▸ **Dataset excerpts**
____________
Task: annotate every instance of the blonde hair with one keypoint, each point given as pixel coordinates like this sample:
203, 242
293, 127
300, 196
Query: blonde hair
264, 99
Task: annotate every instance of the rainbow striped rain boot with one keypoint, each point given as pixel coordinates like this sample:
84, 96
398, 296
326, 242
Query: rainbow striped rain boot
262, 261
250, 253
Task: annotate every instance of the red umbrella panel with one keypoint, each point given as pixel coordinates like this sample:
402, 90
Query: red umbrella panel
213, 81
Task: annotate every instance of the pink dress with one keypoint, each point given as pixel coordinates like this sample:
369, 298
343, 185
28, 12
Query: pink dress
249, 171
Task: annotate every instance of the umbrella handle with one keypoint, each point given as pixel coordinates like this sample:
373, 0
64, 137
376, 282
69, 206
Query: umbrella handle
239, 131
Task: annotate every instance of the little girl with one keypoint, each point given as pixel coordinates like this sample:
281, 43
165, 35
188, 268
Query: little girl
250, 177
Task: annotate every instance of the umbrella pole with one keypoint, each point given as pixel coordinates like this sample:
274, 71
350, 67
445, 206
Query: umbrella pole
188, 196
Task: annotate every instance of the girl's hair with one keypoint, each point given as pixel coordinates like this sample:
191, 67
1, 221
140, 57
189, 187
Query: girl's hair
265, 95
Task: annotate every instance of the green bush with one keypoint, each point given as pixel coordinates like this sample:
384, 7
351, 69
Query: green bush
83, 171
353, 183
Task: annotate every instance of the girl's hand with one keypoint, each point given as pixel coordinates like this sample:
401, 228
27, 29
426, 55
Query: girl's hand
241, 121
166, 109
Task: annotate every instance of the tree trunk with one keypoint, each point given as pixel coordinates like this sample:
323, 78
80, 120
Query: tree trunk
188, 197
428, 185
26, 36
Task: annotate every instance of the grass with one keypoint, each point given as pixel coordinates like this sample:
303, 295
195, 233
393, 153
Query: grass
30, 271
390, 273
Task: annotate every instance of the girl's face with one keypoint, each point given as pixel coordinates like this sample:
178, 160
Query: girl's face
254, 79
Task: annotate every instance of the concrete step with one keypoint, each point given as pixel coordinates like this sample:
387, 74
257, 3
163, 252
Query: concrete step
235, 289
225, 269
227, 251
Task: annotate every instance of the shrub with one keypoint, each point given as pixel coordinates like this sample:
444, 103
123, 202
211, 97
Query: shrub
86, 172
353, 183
____________
▸ **Exercise description**
Could you reproduce all of the material above, exactly as it reads?

▸ **Task solution**
Task: annotate every instance of the blonde hair with one keypoint, each point given as pixel coordinates like this sample:
203, 242
293, 127
300, 196
Query: blonde hair
264, 99
Task: annotate every instance of the rainbow striped rain boot with one keypoint, each point given as pixel coordinates like this sample:
84, 96
398, 296
326, 242
Query: rainbow striped rain boot
262, 261
250, 253
Task: annotate every instance of the red umbrella panel with one keypoint, each point given as pixel coordinates like this sample:
402, 90
Query: red umbrella panel
213, 81
Task: annotate every instance of the pink dress with one keypoint, each point given as pixel coordinates like this sample:
369, 298
343, 185
28, 12
Query: pink dress
249, 171
Task: annotate every instance of the umbrella handle with one keypoint, each point given as pixel coordinates like this sample:
373, 0
64, 137
376, 282
69, 206
Query: umbrella handle
239, 131
Task: annotate every instance of the little girl with one keypoint, each point given as pixel coordinates like this sample:
281, 43
165, 35
188, 268
Query: little girl
250, 177
Task: annotate every instance of the umbrella pole with one keypoint, each point given as pixel coordinates like this sample:
274, 71
350, 67
445, 206
Query: umbrella pole
188, 196
Task: annotate every instance of the girl's hair with one keypoint, each point given as pixel coordinates like this sample:
191, 67
1, 221
140, 57
189, 187
Query: girl's hair
265, 95
Task: annotate every instance of the green bush with one keypoint, each point given as pixel coordinates like this sample:
384, 7
351, 69
Query: green bush
83, 171
353, 183
Task: annotate every instance of the girl's hand with one keypoint, each point given as pixel coordinates like this sample:
401, 228
27, 29
426, 55
Query: girl's hand
241, 121
166, 109
Task: annotate every instance of the tree trunk with one keypoint, each point given as pixel coordinates like this sample:
323, 78
80, 120
Query: tree trunk
188, 197
428, 185
26, 36
Task: annotate every instance of the grass with one keypoint, each point given as pixel coordinates like this sample:
303, 295
195, 233
393, 153
Query: grass
30, 271
390, 273
Task: annotate every instance of the girl's face with one keypoint, each point given as pixel coordinates like this sample:
178, 160
Query: girl's face
254, 79
Task: annotate every instance of the concrete step with one keypoint, each point given as pixel coordinates like this sample:
387, 74
257, 3
163, 252
Query: concrete step
235, 289
225, 269
227, 251
Task: annotate every instance of the shrub with one keypoint, each point given as pixel coordinates like this sample:
444, 103
123, 202
211, 97
Query: shrub
86, 172
353, 183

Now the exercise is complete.